Task to carry out: Please show all lines of the records that include "mouth".

[Saved data entries]
------------------------------------------------------------
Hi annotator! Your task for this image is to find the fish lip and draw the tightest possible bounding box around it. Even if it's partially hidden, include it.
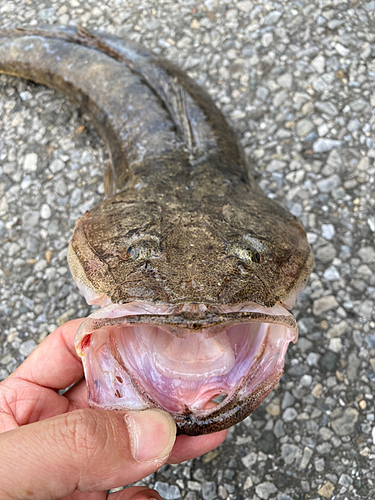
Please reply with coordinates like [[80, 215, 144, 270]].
[[75, 301, 298, 435], [76, 310, 296, 341], [75, 300, 297, 351], [172, 369, 284, 436]]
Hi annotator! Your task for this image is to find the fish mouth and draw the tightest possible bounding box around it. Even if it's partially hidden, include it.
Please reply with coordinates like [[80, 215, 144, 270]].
[[75, 302, 297, 435]]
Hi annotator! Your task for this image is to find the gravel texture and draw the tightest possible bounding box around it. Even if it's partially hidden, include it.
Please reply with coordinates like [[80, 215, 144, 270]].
[[1, 1, 375, 499]]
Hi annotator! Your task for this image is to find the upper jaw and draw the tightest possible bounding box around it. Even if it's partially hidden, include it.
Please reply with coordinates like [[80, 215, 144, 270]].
[[75, 300, 297, 351]]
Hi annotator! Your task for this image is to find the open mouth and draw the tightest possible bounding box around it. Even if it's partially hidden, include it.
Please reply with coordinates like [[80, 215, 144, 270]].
[[75, 302, 297, 435]]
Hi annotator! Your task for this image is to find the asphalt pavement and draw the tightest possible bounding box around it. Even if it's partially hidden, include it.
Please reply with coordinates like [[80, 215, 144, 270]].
[[0, 1, 375, 499]]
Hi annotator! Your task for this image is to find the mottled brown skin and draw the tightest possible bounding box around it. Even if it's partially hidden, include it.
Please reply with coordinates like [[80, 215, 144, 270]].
[[82, 310, 297, 338], [0, 26, 314, 435], [174, 372, 283, 435]]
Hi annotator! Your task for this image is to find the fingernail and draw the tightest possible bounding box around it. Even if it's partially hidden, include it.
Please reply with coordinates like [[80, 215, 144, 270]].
[[125, 409, 176, 462]]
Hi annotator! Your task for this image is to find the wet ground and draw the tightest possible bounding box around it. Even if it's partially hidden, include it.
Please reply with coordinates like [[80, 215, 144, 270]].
[[0, 1, 375, 499]]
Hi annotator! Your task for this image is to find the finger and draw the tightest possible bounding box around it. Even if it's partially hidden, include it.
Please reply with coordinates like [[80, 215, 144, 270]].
[[109, 486, 163, 500], [168, 428, 228, 464], [10, 318, 85, 390], [0, 408, 176, 500], [62, 491, 105, 500], [64, 377, 90, 408], [0, 378, 70, 430], [63, 386, 227, 464]]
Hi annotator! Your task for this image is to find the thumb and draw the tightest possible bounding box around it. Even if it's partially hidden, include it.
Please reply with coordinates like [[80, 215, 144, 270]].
[[0, 408, 176, 500]]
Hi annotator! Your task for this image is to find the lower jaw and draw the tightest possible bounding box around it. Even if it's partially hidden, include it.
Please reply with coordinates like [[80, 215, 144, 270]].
[[173, 370, 284, 435], [75, 302, 297, 435]]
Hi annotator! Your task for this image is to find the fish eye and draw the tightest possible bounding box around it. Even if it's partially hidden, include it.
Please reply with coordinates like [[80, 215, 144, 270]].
[[253, 251, 263, 263], [120, 238, 160, 261], [227, 242, 263, 264], [121, 246, 138, 260]]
------------------------------------------------------------
Exercise answer:
Hi annotator! Your task for this image is to find the fish mouth and draw the tightest possible bounding box around it. Even if it's partially hidden, include it.
Hi annotator! Your task for this image is to find the open mouth and draw the tightest possible bounding box around it. Even if it's partially hidden, include it.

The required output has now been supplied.